Quando si ha qualcosa da dire, non c’è bisogno di alzare la voce. Ascoltando Niko Romito, chef dell’anno per Paolo Marchi e la brigata di Identità Golose 2012, raccontare la sua analisi sensoriale, mi torna alla mente una frase del Mazzini, “l’educazione è il pane dell’anima”. Concetti che in effetti si alternano e si sovrappongono nella teoria del patron del ristorante Casadonna, concorrendo a ordinare tutti gli elementi che guidano alla progettazione e alla percezione di un piatto come di un sapore, attraverso il riconoscimento del modus operandi dei nostri cinque, ma anche sei, sensi.

Dati da analizzare ::
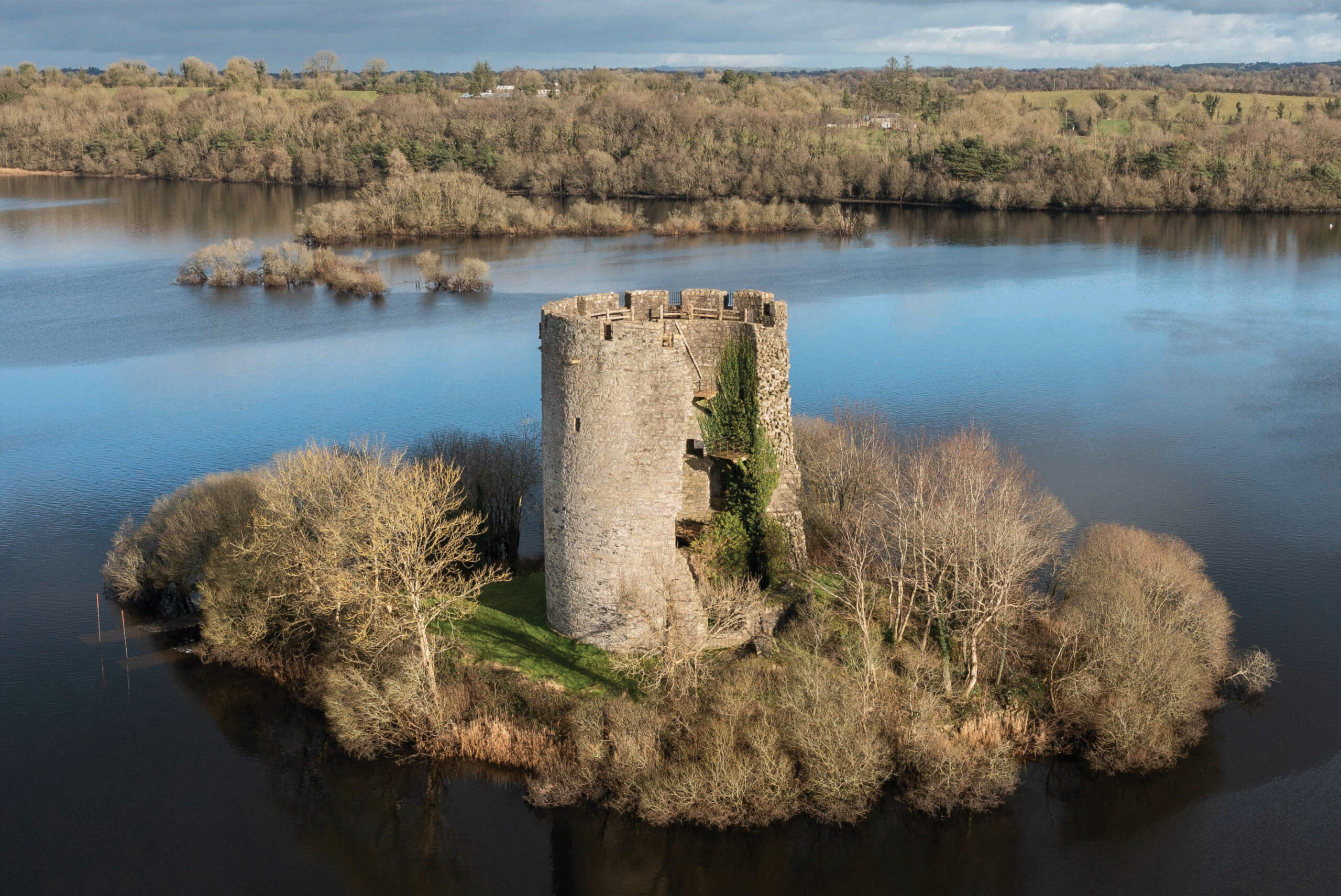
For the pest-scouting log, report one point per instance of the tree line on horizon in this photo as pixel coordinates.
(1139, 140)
==
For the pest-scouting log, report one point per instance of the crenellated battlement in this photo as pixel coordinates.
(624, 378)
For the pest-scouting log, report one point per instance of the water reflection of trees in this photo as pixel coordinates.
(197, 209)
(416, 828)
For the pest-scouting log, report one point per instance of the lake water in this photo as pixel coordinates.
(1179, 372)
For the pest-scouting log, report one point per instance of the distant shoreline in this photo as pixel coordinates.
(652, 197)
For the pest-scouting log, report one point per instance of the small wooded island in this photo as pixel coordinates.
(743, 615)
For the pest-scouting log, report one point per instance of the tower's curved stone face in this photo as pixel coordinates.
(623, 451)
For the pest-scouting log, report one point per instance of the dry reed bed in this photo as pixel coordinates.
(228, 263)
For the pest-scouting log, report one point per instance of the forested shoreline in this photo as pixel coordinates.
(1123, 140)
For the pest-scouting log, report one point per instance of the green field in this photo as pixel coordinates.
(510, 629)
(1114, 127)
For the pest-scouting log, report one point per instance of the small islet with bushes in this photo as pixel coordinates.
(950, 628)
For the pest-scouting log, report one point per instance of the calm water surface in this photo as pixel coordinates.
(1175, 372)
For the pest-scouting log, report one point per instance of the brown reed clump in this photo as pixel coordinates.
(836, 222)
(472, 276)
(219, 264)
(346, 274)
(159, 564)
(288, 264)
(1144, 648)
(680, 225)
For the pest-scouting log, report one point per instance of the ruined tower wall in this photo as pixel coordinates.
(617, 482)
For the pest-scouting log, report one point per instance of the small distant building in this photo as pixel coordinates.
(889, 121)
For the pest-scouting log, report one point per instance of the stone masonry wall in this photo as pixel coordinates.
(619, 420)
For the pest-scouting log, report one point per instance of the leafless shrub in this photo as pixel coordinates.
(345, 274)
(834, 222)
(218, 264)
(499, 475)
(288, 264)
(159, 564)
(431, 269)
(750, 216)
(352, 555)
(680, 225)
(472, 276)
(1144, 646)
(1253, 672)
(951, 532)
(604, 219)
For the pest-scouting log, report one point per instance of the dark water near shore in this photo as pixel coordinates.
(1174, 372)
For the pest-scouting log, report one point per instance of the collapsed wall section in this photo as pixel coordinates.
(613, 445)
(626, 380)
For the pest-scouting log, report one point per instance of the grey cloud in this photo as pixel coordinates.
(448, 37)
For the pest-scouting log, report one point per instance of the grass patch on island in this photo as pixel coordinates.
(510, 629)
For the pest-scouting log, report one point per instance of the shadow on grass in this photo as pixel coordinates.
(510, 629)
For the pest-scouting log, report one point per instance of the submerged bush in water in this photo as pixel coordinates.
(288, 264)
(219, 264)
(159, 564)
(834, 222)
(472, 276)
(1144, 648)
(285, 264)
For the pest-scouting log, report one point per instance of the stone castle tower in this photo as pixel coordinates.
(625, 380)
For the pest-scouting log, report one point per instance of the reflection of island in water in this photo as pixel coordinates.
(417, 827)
* * *
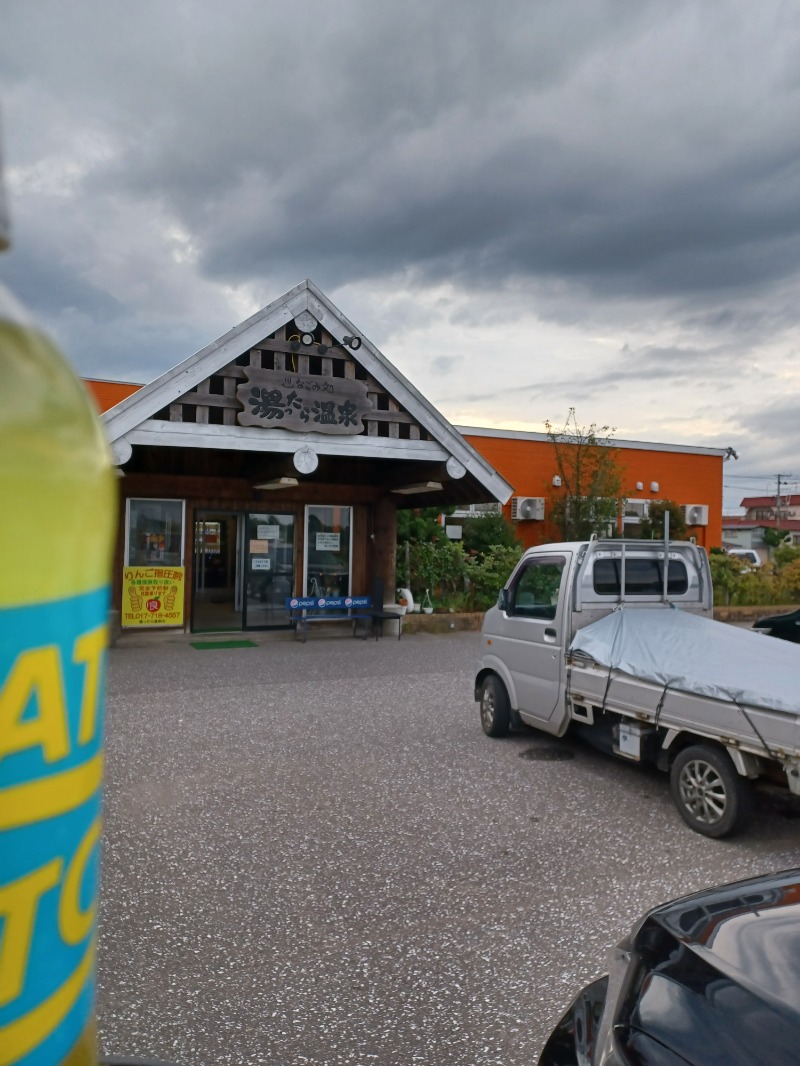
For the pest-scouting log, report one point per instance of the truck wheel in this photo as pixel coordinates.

Istruzioni di lavoro :: Riprendi il testo di partenza su Niko Romito e la sua analisi sensoriale dopo la frase che termina con "ma anche sei, sensi." e prosegui il discorso nello stesso registro.

Risposta attesa ::
Lavagna alla mano, Niko Romito traccia la mappa delle nostre sensazioni a partire dalle prime componenti che, per automatismo, mettiamo in gioco di fronte ad una pietanza: in ordine, la vista, poi l’olfatto e infine il gusto. I primi due sono stimolati dall’esterno, ovvero dagli ingredienti utilizzati nella ricetta, mentre il sapore parte da dentro. La capacità di ognuno di considerare i sapori è veicolata dall’incrocio tra tratti ereditari e setting socio-culturale, così la percezione dell’acido e dell’amaro ha una base genetica e quella del dolce e del salato risente dell’abitudine. C’è filosofia oltre che fisiologia in queste parole, c’è la storia antropologica del genere umano letta in prospettiva, oltre il passato, oltre il mercato. E oltre la struttura: la consistenza e la tessitura conservano un livello di interpretazione che si sprigiona e si rende accessibile all’olfatto attraverso il tatto e l’udito, affondando una posata nella pietanza o spezzando il cibo con le mani. La temperatura è scienza, è chimica: più è elevata, maggiori sono le sostanze volatili.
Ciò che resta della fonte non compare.